-- INSTRUCTIONS FOR THE TASK --
Please repeat the lines below, exactly and only, from the one that holds "Q: For every instance of the kitten in" through the one that holds "Q: For every instance of the blurred".

-- INFORMATION --
Segment Open
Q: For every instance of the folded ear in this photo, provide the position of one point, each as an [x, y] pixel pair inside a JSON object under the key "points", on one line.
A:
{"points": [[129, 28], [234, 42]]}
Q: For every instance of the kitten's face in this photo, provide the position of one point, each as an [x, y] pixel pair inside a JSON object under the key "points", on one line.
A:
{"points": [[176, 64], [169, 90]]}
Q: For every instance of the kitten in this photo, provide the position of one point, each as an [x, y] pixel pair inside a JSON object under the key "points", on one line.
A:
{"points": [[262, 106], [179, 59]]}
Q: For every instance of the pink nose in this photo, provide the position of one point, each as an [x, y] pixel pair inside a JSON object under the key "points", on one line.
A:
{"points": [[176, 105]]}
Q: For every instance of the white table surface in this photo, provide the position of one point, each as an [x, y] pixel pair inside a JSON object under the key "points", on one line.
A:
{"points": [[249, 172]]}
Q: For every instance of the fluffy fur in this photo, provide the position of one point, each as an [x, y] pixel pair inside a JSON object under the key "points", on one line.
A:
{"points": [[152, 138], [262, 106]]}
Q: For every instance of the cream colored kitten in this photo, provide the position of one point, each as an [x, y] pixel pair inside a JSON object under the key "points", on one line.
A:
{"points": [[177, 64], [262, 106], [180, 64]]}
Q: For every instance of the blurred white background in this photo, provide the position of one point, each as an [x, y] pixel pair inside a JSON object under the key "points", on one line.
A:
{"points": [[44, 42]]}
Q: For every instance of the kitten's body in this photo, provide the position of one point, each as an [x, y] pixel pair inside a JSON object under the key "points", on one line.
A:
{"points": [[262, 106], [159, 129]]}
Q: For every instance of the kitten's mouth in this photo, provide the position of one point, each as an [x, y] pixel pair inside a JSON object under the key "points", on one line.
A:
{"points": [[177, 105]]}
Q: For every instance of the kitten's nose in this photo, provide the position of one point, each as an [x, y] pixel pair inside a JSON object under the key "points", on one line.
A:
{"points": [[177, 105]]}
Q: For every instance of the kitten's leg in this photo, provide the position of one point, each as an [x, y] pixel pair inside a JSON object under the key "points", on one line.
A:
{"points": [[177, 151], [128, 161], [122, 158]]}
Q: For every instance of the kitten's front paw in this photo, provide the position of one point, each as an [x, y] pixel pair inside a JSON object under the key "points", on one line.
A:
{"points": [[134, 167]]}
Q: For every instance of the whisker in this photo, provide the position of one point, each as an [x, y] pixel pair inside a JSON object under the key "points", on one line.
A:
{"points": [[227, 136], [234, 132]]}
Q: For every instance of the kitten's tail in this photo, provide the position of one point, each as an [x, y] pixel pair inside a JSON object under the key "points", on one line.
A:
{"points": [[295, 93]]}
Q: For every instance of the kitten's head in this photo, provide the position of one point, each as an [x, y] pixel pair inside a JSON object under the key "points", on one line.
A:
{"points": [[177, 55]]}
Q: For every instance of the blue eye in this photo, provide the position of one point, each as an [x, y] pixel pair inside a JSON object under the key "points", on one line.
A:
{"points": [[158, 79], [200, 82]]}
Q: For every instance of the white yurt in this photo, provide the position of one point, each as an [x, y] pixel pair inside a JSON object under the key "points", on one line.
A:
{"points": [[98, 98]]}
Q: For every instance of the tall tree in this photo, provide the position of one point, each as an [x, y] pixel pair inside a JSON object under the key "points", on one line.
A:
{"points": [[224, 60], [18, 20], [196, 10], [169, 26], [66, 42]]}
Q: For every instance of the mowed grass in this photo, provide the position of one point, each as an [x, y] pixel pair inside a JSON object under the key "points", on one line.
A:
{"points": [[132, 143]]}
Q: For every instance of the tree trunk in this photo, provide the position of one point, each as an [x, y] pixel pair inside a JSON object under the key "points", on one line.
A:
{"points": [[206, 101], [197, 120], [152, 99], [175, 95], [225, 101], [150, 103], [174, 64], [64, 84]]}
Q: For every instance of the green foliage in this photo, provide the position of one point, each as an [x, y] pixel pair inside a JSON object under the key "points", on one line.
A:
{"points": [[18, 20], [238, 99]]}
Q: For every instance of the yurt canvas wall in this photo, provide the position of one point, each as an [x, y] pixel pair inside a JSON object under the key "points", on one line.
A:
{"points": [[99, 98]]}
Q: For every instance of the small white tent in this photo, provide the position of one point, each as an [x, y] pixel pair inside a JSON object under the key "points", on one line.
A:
Segment Closed
Segment Open
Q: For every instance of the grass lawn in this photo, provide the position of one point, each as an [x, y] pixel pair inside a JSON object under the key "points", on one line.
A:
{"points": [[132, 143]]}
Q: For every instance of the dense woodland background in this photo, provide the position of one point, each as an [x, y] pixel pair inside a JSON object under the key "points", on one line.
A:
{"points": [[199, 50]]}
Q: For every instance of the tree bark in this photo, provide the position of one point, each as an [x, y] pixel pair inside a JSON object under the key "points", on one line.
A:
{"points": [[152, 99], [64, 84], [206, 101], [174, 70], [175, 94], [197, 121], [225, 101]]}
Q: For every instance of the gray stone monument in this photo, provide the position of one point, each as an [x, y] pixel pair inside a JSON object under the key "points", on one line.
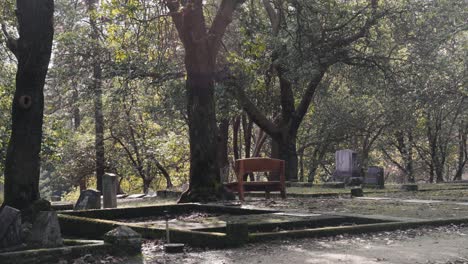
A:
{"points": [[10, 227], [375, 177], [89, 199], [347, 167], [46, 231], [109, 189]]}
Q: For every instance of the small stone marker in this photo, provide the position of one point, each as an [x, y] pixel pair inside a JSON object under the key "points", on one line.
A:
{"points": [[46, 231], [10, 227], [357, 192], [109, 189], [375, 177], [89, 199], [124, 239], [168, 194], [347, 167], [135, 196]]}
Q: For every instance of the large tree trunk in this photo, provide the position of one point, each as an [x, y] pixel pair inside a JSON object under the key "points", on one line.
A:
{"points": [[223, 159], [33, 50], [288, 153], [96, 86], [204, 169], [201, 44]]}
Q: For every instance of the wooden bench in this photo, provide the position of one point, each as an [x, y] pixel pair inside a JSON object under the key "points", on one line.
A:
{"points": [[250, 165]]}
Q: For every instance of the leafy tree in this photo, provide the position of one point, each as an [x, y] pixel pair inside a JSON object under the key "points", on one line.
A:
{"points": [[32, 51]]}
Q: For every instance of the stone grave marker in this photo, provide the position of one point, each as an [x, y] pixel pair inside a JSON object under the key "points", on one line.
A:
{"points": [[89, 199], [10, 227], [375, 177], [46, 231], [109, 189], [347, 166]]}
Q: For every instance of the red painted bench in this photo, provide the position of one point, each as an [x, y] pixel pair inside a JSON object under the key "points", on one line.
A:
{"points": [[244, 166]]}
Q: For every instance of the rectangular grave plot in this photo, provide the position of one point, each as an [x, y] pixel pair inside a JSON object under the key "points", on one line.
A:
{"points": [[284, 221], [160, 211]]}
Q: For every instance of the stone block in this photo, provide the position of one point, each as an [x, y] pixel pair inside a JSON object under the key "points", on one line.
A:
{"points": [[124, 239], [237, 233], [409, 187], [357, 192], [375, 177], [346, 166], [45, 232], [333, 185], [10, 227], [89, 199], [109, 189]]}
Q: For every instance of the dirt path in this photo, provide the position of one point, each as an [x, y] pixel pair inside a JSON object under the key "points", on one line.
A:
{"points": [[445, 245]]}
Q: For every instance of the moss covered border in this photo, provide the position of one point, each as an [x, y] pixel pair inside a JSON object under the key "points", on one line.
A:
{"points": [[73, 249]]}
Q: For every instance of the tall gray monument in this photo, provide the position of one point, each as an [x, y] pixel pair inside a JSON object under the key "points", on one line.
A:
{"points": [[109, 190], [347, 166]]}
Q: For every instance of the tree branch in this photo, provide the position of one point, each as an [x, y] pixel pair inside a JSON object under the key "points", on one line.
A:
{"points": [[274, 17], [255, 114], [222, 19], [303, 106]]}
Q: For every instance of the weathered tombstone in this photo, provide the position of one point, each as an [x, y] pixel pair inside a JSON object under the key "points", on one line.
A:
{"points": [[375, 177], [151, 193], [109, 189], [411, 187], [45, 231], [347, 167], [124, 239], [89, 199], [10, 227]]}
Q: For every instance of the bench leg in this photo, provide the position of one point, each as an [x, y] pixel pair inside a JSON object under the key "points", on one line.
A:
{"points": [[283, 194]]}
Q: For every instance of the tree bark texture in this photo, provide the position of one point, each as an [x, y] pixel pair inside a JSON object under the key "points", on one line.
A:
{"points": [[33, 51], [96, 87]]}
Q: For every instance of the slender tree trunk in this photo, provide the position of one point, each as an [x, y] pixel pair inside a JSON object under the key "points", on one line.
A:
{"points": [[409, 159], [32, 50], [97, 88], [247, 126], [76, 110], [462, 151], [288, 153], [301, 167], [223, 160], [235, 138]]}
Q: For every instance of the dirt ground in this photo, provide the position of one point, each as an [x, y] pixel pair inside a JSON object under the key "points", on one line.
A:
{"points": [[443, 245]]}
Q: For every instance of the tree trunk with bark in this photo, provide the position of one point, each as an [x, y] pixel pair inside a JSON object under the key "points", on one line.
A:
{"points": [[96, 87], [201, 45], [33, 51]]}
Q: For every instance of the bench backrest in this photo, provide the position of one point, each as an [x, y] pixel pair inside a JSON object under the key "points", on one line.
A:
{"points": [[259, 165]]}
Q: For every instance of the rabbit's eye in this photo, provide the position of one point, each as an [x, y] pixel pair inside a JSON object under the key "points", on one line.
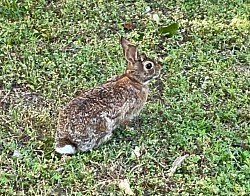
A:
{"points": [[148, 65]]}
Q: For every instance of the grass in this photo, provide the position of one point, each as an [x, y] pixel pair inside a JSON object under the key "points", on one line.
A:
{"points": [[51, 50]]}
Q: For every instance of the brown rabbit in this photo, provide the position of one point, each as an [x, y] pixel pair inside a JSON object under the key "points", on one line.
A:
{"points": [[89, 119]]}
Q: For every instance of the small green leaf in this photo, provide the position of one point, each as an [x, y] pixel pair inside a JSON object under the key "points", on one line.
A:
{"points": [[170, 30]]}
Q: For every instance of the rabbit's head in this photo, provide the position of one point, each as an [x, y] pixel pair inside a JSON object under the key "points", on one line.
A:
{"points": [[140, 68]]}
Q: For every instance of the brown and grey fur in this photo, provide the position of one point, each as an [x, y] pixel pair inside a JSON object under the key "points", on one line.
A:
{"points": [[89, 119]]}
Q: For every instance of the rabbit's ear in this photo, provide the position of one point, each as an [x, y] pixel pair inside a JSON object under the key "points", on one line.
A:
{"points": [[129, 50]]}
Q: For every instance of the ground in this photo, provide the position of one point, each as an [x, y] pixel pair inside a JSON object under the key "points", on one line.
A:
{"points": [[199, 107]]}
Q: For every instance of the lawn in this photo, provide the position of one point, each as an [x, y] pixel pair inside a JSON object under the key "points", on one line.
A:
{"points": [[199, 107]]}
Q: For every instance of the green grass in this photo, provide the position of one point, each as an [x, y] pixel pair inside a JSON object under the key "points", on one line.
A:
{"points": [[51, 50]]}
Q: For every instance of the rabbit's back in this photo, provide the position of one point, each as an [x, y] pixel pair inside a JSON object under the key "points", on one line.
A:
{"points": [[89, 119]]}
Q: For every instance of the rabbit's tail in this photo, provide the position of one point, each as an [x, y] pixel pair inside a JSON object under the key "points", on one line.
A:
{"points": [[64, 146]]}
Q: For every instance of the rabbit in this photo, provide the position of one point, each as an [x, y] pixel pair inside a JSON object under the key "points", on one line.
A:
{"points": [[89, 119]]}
Segment Closed
-- ANSWER TO THE EXERCISE --
Q: For every instance of the kitten in this photo, provide the position of one point, each as an [x, y] pixel pair inside a JSON object under the key "points", on one line.
A:
{"points": [[262, 106], [179, 59]]}
Q: For every instance of the pink nose in this photo, provide the position of one point, each as an [x, y] pixel pair inside a JSON object under the key "points", on one line.
A:
{"points": [[176, 105]]}
Q: For every instance of the white table surface in this photo, provide the position of one point, each as an [x, y] pixel pair inside a JSON object under the key "points", on one line.
A:
{"points": [[249, 172]]}
Q: For every instance of the fluffy fur in this photo, provide the position of one point, each as an [x, y] pixel pair inside a JSON object under the key "points", on one line.
A:
{"points": [[152, 138], [262, 106]]}
Q: For every instance of the cream colored kitten in this photo, provide the position of one point, each as an [x, y] pixel pair inside a JSON object under the key "points", on one line.
A:
{"points": [[177, 64], [262, 106], [180, 64]]}
Q: For every instance of the blurred white background in this photo, provide the position of one point, each as an [x, y] pixel pair inside a JSON object under the key "points", on one line.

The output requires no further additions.